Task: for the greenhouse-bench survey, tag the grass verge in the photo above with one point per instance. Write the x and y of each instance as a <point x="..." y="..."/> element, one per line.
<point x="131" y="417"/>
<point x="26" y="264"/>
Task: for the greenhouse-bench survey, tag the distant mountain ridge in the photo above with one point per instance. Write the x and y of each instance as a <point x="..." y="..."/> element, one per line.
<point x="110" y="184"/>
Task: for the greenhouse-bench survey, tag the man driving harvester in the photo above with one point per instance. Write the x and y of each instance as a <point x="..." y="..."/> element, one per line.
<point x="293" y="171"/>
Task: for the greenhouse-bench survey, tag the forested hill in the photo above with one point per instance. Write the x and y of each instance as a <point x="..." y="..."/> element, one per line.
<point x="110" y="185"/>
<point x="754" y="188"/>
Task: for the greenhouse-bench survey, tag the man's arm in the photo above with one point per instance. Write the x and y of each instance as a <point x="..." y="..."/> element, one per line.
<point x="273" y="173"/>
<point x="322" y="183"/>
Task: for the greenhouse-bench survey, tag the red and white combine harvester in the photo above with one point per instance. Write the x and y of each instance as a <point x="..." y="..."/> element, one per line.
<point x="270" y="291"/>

════════════════════

What to do –
Would you reproduce the material above in full, exactly as given?

Response to the task –
Task: for the greenhouse-bench survey, tag the grass verge in the photo above with one point per instance. Write the x and y of each instance as a <point x="..." y="..."/> element, one per line.
<point x="131" y="417"/>
<point x="26" y="264"/>
Task: for the greenhouse-bench survey, tag the distant mountain ridge in the photo above with one point per instance. Write the x and y of each instance as a <point x="..." y="..."/> element, one per line.
<point x="110" y="184"/>
Task: for the greenhouse-bench survey, tag the man driving harvester in the photo above with one point per instance. Write the x and y of each instance as a <point x="..." y="..."/> element, one per line.
<point x="293" y="171"/>
Task: for the greenhouse-bench survey, tag the forested hill in the photo above with one point per instance. Write the x and y of each instance as a <point x="..." y="..."/> element, one per line.
<point x="110" y="185"/>
<point x="754" y="188"/>
Task: for the greenhouse-bench survey, tag the man's arm in the photo above with one point per instance. Write the x and y of each instance as a <point x="..." y="..."/> element, one per line.
<point x="273" y="173"/>
<point x="322" y="183"/>
Task: for the greenhouse-bench survey, tag the red and white combine harvester in the photo above with one point per instance. Write the x and y of each instance as a <point x="..." y="..."/> element, one per line.
<point x="270" y="291"/>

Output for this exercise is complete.